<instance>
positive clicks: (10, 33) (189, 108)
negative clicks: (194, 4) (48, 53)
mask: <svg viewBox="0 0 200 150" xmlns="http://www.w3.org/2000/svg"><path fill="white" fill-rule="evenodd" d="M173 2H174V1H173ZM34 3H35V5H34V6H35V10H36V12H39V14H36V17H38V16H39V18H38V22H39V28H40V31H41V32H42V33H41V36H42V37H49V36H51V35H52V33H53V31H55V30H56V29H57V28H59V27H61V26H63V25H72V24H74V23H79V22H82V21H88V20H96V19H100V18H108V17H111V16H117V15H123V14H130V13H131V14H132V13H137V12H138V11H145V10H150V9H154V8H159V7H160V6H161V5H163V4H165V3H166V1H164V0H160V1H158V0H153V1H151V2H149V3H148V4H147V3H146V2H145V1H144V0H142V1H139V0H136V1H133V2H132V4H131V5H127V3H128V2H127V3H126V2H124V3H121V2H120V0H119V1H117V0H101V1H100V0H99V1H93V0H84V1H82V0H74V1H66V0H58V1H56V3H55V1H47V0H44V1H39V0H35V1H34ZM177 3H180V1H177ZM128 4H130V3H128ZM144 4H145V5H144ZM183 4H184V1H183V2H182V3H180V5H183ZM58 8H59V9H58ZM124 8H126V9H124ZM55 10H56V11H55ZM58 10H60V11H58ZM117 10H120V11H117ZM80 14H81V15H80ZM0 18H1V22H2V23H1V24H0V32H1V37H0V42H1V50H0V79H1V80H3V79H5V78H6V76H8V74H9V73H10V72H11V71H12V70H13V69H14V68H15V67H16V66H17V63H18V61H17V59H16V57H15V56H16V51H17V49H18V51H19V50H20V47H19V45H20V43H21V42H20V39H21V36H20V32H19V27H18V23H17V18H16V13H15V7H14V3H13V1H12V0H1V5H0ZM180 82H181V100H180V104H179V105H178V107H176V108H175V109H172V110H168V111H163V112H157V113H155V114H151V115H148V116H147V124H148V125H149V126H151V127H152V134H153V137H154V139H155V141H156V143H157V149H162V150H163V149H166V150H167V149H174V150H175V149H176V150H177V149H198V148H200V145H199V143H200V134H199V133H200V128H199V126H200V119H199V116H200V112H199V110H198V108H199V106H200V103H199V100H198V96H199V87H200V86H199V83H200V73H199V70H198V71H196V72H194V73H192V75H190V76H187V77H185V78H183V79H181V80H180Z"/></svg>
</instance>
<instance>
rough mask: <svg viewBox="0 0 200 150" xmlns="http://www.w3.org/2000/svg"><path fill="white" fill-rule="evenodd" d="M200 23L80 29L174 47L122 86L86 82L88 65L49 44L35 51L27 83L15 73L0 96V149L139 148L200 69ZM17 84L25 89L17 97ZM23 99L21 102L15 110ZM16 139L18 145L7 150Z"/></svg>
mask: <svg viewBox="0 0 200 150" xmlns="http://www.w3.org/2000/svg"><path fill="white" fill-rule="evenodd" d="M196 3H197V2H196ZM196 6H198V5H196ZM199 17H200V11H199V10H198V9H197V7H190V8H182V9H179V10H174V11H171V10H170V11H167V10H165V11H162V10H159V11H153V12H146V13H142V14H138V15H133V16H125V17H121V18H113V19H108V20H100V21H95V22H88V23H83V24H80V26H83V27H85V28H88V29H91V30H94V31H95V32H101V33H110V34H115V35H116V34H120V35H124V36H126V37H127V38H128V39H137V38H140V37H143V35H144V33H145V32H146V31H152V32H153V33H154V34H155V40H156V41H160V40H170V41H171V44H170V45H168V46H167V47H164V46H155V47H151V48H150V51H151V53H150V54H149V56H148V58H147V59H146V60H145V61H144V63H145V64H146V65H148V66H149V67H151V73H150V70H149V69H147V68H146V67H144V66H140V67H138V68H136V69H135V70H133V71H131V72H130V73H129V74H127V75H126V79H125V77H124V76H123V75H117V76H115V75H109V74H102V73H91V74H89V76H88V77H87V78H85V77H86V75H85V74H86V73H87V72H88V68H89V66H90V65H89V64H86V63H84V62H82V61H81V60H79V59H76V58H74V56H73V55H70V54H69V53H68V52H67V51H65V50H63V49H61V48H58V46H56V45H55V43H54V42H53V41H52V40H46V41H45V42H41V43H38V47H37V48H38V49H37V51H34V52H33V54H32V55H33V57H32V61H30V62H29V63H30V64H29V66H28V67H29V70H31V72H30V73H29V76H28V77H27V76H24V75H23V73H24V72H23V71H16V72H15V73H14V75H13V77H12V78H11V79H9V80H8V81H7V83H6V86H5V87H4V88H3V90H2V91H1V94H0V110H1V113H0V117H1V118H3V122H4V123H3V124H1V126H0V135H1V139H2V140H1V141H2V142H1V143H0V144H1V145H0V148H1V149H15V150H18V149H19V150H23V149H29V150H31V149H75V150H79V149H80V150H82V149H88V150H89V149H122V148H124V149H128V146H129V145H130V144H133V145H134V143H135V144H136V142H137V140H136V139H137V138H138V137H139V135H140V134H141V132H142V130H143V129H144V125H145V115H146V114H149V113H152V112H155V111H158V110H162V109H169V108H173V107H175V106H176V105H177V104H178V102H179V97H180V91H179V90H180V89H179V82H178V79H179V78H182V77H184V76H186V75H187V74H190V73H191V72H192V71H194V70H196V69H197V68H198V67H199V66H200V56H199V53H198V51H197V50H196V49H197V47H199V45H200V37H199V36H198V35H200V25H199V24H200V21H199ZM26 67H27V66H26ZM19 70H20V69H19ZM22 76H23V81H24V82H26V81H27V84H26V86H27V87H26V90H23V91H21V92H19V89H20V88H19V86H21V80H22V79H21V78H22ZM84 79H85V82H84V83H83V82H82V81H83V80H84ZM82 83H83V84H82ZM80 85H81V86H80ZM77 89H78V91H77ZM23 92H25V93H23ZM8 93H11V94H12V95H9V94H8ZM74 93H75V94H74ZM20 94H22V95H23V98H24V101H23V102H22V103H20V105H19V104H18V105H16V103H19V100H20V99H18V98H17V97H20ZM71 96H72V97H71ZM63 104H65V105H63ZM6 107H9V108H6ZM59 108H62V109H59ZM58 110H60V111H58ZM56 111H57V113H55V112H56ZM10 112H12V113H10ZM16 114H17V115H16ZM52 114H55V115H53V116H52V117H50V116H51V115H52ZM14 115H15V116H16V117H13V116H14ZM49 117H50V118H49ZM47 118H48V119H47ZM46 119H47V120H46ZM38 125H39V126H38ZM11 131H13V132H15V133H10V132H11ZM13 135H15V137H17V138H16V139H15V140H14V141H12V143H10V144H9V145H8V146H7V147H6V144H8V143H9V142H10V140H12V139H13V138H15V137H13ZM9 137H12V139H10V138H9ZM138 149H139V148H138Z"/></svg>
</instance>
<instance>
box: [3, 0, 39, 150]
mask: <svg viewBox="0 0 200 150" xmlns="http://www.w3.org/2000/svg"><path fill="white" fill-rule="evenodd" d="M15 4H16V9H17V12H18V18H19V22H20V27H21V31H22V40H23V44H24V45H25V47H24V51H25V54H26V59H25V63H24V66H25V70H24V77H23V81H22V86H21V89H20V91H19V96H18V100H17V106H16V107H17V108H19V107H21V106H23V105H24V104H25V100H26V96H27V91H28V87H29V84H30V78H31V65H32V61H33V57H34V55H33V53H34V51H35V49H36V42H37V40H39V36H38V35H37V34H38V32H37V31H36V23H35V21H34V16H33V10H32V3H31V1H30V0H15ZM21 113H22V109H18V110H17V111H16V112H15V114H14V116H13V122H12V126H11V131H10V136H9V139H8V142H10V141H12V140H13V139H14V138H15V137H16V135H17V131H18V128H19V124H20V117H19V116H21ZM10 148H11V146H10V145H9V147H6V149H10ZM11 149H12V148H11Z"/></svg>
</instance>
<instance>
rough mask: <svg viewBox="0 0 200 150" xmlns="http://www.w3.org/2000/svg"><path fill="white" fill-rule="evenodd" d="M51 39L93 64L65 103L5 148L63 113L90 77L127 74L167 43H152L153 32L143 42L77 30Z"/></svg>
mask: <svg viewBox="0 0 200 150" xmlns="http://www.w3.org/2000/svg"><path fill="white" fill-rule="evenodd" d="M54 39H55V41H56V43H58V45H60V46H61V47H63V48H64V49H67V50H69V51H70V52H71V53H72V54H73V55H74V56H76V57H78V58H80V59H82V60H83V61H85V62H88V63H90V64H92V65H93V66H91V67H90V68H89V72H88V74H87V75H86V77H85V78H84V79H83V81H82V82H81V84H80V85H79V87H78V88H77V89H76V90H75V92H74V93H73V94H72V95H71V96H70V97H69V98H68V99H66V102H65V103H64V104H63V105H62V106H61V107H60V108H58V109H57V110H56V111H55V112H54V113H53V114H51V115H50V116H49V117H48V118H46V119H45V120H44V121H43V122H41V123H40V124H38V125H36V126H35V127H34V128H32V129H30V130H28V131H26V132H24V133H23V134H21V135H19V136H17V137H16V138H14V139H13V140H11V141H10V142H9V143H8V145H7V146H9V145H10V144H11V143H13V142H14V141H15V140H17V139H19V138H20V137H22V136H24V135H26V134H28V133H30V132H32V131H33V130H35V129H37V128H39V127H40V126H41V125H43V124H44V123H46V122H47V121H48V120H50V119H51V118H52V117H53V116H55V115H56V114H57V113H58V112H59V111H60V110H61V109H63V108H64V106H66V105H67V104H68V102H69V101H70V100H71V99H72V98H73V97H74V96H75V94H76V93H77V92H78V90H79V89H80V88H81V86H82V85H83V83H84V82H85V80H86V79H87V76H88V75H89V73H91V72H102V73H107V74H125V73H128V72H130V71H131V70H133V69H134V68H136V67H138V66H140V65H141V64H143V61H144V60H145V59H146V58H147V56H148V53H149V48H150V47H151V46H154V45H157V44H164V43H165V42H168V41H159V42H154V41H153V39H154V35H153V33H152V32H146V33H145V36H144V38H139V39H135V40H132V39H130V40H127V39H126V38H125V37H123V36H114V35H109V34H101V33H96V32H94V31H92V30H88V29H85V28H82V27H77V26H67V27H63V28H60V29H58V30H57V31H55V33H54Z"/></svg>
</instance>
* * *
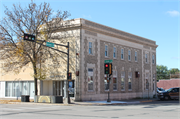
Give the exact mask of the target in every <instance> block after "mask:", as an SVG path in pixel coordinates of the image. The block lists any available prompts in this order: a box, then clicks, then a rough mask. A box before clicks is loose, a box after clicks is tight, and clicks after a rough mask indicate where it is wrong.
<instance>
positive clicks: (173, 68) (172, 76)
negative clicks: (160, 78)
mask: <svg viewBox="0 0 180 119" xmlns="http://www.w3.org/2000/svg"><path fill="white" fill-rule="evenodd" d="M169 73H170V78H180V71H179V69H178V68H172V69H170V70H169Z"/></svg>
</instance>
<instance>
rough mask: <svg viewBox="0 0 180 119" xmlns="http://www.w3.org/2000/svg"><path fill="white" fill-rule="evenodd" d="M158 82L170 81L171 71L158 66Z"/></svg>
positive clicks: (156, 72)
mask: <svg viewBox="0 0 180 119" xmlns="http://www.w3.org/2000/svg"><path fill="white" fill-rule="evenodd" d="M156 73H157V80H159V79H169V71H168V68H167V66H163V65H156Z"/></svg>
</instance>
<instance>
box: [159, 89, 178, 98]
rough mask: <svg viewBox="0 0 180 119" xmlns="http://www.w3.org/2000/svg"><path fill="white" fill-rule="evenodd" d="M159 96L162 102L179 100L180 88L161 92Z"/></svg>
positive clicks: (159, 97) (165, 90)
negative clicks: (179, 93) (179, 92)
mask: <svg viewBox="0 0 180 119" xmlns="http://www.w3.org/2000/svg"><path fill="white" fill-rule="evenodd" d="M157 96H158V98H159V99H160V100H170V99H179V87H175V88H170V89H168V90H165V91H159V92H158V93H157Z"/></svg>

Aim of the task
There is a line with "Give the exact" and a line with "positive clicks: (159, 97) (165, 90)" above. Copy exactly those two lines and all lines between them, with nothing else.

Written response
Give the exact mask of the target in every <instance> block after "mask:", as an SVG path in pixel coordinates of the image. The block lists any available prompts in this order: a box, then clicks, then a rough mask. A box before clicks is loose, a box after clicks is tight, and clicks after a rough mask indicate where it is wrong.
<instance>
positive clicks: (173, 68) (172, 76)
negative clicks: (160, 78)
mask: <svg viewBox="0 0 180 119" xmlns="http://www.w3.org/2000/svg"><path fill="white" fill-rule="evenodd" d="M169 73H170V78H180V71H179V69H178V68H172V69H170V70H169Z"/></svg>
</instance>
<instance>
rough mask: <svg viewBox="0 0 180 119" xmlns="http://www.w3.org/2000/svg"><path fill="white" fill-rule="evenodd" d="M158 82L170 81L171 71L158 66Z"/></svg>
positive clicks: (156, 72)
mask: <svg viewBox="0 0 180 119" xmlns="http://www.w3.org/2000/svg"><path fill="white" fill-rule="evenodd" d="M156 73H157V80H159V79H169V71H168V68H167V66H163V65H156Z"/></svg>
</instance>
<instance>
box: [159, 89, 178, 98]
rough mask: <svg viewBox="0 0 180 119" xmlns="http://www.w3.org/2000/svg"><path fill="white" fill-rule="evenodd" d="M159 96L162 102L179 100L180 88L161 92Z"/></svg>
positive clicks: (159, 97) (165, 90)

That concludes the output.